### THE EXERCISE
Convert the entries starting with the line containing "tagged: grass growing on rock" and going on through the line containing "top-left (181, 423), bottom-right (1288, 857)" into a two-column CSV with the headers entry and answer. Include one row per entry and only these entries, with each field in double quotes and every line break replaced by a space.

Coordinate annotation entries:
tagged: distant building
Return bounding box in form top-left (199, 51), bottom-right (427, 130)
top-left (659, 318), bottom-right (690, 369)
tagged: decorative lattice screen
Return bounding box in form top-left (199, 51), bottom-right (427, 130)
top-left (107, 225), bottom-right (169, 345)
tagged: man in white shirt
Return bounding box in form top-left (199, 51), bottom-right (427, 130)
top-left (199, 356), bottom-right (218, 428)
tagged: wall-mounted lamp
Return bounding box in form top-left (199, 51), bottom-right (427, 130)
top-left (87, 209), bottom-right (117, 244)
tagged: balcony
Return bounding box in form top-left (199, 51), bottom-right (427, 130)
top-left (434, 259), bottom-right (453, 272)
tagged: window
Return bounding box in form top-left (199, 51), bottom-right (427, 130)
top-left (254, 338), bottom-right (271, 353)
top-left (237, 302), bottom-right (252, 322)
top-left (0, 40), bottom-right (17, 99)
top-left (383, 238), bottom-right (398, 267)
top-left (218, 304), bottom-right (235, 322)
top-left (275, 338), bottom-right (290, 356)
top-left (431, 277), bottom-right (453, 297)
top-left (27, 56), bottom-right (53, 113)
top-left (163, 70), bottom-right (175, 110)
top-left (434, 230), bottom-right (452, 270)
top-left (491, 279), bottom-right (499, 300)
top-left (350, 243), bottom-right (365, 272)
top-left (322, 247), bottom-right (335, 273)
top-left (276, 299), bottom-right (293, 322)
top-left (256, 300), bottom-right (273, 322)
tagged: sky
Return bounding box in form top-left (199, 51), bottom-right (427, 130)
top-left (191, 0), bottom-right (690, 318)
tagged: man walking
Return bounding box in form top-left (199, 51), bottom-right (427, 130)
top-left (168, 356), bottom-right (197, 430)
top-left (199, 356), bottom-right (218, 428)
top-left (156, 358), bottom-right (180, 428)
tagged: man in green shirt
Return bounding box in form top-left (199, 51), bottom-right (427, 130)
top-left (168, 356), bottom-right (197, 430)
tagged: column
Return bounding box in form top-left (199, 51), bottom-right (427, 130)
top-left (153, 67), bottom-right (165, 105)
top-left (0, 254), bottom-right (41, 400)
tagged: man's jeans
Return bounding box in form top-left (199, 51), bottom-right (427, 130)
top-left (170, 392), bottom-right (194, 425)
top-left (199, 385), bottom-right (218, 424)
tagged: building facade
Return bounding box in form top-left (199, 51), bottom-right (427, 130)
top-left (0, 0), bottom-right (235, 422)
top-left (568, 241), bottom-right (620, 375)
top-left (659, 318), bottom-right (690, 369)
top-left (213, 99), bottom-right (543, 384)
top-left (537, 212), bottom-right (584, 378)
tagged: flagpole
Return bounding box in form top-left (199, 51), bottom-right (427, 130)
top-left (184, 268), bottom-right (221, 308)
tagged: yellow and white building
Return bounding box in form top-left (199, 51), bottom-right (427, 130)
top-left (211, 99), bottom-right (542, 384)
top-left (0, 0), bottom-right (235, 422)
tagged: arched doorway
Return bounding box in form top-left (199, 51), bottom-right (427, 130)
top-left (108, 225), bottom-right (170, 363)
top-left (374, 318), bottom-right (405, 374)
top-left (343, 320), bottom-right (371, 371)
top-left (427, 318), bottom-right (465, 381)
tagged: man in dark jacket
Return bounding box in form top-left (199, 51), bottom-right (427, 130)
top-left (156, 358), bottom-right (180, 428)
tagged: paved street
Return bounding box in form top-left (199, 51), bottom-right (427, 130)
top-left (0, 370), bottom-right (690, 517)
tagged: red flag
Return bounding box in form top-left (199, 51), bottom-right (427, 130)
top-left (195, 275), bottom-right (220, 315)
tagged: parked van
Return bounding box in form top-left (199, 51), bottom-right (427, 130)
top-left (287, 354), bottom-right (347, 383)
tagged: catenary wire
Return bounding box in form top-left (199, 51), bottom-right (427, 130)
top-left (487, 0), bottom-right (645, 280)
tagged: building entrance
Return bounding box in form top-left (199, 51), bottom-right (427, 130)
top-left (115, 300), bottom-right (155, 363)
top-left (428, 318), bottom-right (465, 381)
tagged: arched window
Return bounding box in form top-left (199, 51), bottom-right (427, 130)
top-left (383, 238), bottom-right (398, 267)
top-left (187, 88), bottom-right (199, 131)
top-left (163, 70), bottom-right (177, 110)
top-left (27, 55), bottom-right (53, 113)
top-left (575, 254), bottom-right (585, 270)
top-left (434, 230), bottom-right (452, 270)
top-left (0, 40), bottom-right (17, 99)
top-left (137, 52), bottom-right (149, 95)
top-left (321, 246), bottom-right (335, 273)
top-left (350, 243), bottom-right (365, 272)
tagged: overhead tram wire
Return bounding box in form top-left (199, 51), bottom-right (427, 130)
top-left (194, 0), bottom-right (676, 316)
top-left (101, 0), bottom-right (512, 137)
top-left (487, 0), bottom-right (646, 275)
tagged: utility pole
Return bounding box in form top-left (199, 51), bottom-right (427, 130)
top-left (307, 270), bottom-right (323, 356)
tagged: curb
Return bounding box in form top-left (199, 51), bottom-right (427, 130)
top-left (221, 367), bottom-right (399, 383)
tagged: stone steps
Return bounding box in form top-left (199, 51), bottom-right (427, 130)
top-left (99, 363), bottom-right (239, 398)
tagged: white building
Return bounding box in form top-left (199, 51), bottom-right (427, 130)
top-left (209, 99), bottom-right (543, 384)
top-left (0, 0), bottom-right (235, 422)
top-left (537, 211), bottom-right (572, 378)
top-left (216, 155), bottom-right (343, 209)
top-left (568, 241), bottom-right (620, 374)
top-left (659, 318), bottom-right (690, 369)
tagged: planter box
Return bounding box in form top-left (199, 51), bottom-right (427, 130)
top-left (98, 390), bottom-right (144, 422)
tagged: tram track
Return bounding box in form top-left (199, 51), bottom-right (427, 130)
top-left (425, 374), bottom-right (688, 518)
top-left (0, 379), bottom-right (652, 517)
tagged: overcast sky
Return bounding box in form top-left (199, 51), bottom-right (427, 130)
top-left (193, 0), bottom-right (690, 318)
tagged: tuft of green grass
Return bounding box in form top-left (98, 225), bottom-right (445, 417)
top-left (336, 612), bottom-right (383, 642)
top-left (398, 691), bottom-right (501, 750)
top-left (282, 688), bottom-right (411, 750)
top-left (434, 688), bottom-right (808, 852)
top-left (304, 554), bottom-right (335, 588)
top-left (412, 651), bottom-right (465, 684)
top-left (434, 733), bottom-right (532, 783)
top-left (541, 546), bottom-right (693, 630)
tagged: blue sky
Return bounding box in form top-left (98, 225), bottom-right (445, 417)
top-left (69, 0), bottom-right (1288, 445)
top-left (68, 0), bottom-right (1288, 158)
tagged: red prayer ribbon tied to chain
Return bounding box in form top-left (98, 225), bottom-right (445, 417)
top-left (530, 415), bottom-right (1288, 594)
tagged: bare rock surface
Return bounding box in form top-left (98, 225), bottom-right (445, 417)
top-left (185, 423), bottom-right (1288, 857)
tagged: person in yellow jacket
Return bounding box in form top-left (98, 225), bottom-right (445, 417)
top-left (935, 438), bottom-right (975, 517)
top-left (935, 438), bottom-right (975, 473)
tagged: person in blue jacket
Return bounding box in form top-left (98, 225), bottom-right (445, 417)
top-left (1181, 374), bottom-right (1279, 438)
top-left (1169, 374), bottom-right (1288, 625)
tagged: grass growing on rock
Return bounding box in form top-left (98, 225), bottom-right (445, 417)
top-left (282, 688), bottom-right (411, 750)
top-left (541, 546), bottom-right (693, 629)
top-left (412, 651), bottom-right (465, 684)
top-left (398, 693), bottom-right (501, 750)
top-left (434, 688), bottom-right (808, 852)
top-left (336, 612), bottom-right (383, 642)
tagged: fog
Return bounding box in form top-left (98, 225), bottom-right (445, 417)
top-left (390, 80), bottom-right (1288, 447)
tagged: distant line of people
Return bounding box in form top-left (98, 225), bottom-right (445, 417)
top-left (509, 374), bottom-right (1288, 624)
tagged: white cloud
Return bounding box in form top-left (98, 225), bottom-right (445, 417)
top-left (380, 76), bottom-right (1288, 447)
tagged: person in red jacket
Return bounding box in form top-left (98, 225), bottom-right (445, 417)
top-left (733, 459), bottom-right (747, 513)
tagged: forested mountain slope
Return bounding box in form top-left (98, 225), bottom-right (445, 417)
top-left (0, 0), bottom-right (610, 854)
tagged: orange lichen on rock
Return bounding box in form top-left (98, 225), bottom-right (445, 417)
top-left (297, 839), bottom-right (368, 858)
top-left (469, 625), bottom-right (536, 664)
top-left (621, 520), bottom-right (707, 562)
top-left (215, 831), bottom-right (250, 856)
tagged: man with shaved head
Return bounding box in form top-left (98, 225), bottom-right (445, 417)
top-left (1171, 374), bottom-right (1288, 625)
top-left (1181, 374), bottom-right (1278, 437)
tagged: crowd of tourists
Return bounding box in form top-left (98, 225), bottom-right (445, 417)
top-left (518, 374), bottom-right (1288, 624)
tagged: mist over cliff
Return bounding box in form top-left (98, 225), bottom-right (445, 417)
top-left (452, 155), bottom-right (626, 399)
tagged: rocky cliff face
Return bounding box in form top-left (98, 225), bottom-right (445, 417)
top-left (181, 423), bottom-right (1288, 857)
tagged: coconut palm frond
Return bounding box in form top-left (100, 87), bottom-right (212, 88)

### EXPECTED ANSWER
entry,answer
"tagged: grass growing on rock Return bounding box in form top-left (98, 225), bottom-right (445, 417)","top-left (282, 688), bottom-right (411, 750) top-left (541, 546), bottom-right (693, 629) top-left (412, 651), bottom-right (465, 684) top-left (398, 693), bottom-right (501, 750) top-left (434, 688), bottom-right (808, 852) top-left (336, 612), bottom-right (383, 642)"
"tagged: fog Return bounding box in form top-left (98, 225), bottom-right (445, 417)","top-left (390, 80), bottom-right (1288, 447)"
"tagged: distant line of people Return bounding box in form top-left (98, 225), bottom-right (445, 417)","top-left (509, 374), bottom-right (1288, 624)"
"tagged: white cloud Return bounding box in form top-left (98, 225), bottom-right (445, 417)","top-left (380, 76), bottom-right (1288, 447)"
"tagged: person in red jacket Return bounding box in form top-left (98, 225), bottom-right (445, 417)","top-left (733, 459), bottom-right (747, 513)"
"tagged: forested mountain slope Return bounding box in form top-left (98, 225), bottom-right (445, 417)","top-left (0, 0), bottom-right (610, 854)"
"tagged: orange lichen on rock Return bounding box in form top-left (98, 225), bottom-right (445, 417)","top-left (297, 839), bottom-right (368, 858) top-left (469, 625), bottom-right (536, 664) top-left (621, 520), bottom-right (707, 562) top-left (215, 831), bottom-right (250, 856)"
"tagged: man with shaved head Return bounding box in form top-left (98, 225), bottom-right (445, 417)","top-left (1171, 374), bottom-right (1288, 625) top-left (1181, 374), bottom-right (1278, 437)"
"tagged: crowd of tourists Return bounding box in form top-left (98, 225), bottom-right (445, 417)","top-left (518, 374), bottom-right (1288, 624)"
"tagged: mist over cliff Return bounding box in form top-left (98, 225), bottom-right (445, 417)","top-left (452, 155), bottom-right (626, 399)"
"tagged: rocky cliff face Return bounding box in form top-left (98, 225), bottom-right (445, 417)","top-left (181, 423), bottom-right (1288, 857)"